* **EXERCISE DESCRIPTION**:
Among the entries below, find the lines that hold the word "blue" and report them.
[[ EXERCISE INPUT, beginning ]]
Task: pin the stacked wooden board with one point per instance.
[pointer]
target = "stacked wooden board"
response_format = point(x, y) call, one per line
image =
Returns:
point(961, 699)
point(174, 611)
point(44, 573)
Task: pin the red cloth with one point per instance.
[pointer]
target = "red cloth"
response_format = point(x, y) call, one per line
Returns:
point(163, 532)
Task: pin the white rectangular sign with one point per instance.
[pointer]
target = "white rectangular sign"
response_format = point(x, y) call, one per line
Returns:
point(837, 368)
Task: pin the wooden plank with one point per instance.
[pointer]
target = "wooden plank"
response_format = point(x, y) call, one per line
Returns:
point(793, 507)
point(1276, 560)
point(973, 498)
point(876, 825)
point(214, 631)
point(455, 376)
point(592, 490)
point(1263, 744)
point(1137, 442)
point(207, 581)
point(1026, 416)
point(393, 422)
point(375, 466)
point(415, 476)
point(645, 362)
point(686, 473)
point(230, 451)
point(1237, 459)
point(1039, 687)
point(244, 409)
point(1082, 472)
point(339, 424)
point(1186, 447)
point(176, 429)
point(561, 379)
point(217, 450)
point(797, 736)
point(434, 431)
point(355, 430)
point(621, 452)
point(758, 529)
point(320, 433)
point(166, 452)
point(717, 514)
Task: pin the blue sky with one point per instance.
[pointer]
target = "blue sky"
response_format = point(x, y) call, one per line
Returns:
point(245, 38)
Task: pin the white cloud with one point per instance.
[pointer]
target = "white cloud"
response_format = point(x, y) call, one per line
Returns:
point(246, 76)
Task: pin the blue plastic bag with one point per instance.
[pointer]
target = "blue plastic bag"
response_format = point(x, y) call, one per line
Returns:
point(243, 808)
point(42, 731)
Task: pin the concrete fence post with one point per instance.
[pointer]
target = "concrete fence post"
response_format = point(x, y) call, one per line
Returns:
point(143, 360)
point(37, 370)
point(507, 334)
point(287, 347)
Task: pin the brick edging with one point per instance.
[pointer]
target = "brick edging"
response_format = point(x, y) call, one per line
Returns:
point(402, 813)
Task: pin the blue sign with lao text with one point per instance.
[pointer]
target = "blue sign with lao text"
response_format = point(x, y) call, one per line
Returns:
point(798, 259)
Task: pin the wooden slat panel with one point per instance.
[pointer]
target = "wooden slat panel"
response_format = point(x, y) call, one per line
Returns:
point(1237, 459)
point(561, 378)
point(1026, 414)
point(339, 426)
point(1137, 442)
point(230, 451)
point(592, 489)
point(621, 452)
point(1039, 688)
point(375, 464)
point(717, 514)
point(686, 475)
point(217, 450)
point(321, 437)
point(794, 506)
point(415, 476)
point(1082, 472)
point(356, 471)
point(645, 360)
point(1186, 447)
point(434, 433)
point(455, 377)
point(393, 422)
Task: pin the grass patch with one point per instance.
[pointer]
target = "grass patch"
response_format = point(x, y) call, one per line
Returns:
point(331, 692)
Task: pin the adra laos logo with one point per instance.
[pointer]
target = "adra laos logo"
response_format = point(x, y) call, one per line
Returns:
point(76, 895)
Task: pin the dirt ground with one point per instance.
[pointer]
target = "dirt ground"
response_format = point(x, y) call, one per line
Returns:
[[ EXERCISE INPUT, end ]]
* **SOLUTION TO THIS EXERCISE**:
Task: pin the blue sky with one point per instance.
target = "blue sky"
Task: pin the blue plastic bag with one point per instance.
target = "blue plastic bag"
Task: pin the blue sign with lao text with one point per instance.
target = "blue sign with lao text"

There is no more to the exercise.